What to produce:
Reproduce each of the items below word for word, leaving the pictures out of your answer.
· · · · ·
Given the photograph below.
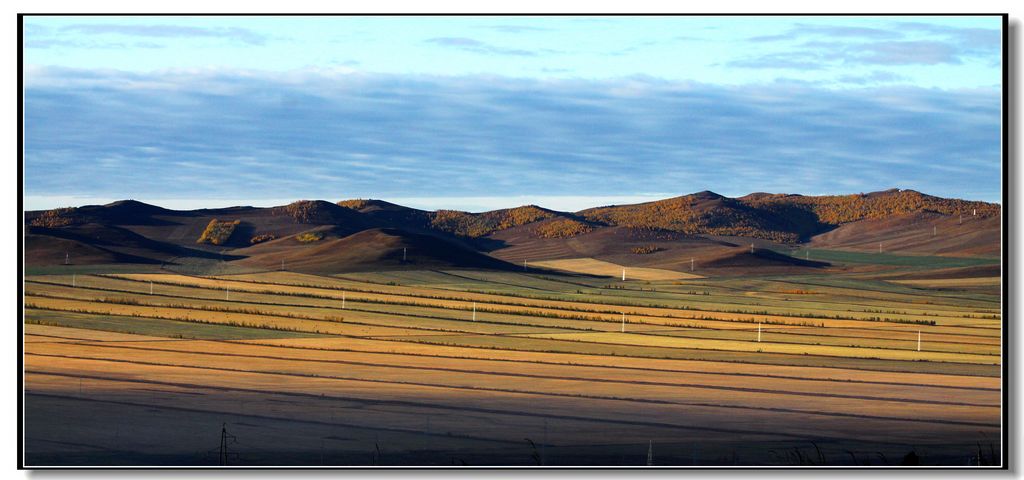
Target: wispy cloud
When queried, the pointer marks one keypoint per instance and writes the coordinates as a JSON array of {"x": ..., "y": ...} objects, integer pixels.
[
  {"x": 515, "y": 29},
  {"x": 476, "y": 46},
  {"x": 828, "y": 31},
  {"x": 816, "y": 47},
  {"x": 324, "y": 134},
  {"x": 169, "y": 31}
]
· · · · ·
Answer to the problem:
Given the photograph below.
Target: wispy cloud
When queried, the pointer marks one keypoint per instance and writes the coordinates as a JSON array of {"x": ..., "y": ...} objects, integer pixels.
[
  {"x": 515, "y": 29},
  {"x": 476, "y": 46},
  {"x": 828, "y": 31},
  {"x": 816, "y": 47},
  {"x": 324, "y": 134},
  {"x": 169, "y": 31}
]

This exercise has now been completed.